◆ WRITTEN TASK 1
Locate each line in the records below that contains the string "binturong", with case treated as significant, and copy every such line.

◆ QUOTED PASSAGE
Start

On the Learning Capacity Podcast, I have been speaking with educational consultant, Simon Brooks about each of the 8 cultural forces in the framework. In this discussion we look at what it means to create ‘opportunities’ for learning in our classrooms.

This is Part 5 of the 8 part series with Simon Brooks about implementing cultures of thinking in our schools.

Listen to the podcast.

Topics covered

  1. Cultures of thinking
  2. Using opportunity based language
  3. The Tuning Protocol
  4. Living Historians program at Masada College

People & organisations mentioned

  1. Dr Ron Ritchhart
  2. Dr David Perkins
  3. Singapore Ministry of Education
  4. Masada College, Sydney
  5. Sir Ken Robinson
  6. Mike Schmoker
  7. Professor John Hattie
  8. Mark Church
  9. Project Zero at Harvard University

Resources/books/articles mentioned

  1. Ferris Bueller's Day Off (movie)
  2. Teach Less, Learn More
  3. “Creating Cultures of Thinking” by Ron Ritchhart

Previous podcast episodes on SoundCloud

If you would like to read the complete podcast transcript, here it is:

 Episode 72 of The Learning Capacity Podcast

Are student perceptions of worth the biggest untapped learning opportunities?

End

◆ WRITTEN TASK 2
Write out the podcast episode page above in full, reproducing it word for word.

◆ EXERCISE DATA
Start

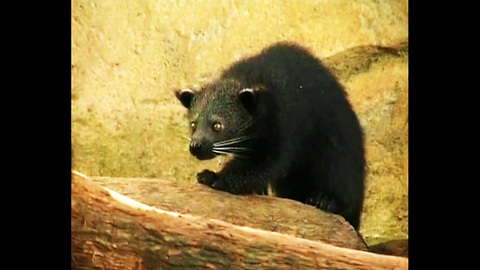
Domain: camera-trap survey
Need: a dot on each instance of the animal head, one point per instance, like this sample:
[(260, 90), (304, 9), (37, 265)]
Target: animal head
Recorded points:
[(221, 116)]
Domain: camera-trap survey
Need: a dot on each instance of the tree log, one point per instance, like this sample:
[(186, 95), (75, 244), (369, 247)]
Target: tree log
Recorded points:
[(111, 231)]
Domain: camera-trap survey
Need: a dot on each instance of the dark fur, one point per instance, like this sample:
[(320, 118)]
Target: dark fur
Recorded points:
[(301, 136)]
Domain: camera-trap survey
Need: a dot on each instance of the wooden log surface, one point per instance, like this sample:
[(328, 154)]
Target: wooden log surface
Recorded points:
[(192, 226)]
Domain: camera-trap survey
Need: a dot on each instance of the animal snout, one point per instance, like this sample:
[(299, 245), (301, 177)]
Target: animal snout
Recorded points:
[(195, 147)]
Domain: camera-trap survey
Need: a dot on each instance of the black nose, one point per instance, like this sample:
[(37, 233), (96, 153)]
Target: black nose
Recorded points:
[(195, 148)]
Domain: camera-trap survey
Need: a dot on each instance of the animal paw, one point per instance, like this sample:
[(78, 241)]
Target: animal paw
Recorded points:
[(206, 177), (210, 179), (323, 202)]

End
Start

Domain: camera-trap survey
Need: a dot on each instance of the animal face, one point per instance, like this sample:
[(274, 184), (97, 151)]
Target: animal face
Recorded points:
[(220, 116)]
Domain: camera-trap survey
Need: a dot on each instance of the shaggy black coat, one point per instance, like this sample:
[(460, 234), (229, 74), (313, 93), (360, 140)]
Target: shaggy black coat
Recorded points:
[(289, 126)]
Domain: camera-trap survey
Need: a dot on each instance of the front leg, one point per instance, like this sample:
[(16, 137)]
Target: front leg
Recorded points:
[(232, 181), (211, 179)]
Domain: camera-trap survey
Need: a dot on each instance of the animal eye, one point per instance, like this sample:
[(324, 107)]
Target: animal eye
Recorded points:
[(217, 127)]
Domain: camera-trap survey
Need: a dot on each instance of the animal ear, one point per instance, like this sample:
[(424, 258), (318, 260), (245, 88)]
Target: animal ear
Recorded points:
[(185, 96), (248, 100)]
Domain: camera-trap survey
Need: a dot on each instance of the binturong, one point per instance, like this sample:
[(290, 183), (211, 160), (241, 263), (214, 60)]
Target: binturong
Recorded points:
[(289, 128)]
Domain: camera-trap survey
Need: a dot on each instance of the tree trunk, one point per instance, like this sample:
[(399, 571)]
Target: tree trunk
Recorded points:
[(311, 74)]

End

◆ CORRECT RESULT 1
Need: a dot on each instance of the binturong, one point per instance, like this sample:
Target: binturong

◆ CORRECT RESULT 2
On the Learning Capacity Podcast, I have been speaking with educational consultant, Simon Brooks about each of the 8 cultural forces in the framework. In this discussion we look at what it means to create ‘opportunities’ for learning in our classrooms.

This is Part 5 of the 8 part series with Simon Brooks about implementing cultures of thinking in our schools.

Listen to the podcast.

Topics covered

  1. Cultures of thinking
  2. Using opportunity based language
  3. The Tuning Protocol
  4. Living Historians program at Masada College

People & organisations mentioned

  1. Dr Ron Ritchhart
  2. Dr David Perkins
  3. Singapore Ministry of Education
  4. Masada College, Sydney
  5. Sir Ken Robinson
  6. Mike Schmoker
  7. Professor John Hattie
  8. Mark Church
  9. Project Zero at Harvard University

Resources/books/articles mentioned

  1. Ferris Bueller's Day Off (movie)
  2. Teach Less, Learn More
  3. “Creating Cultures of Thinking” by Ron Ritchhart

Previous podcast episodes on SoundCloud

If you would like to read the complete podcast transcript, here it is:

 Episode 72 of The Learning Capacity Podcast

Are student perceptions of worth the biggest untapped learning opportunities?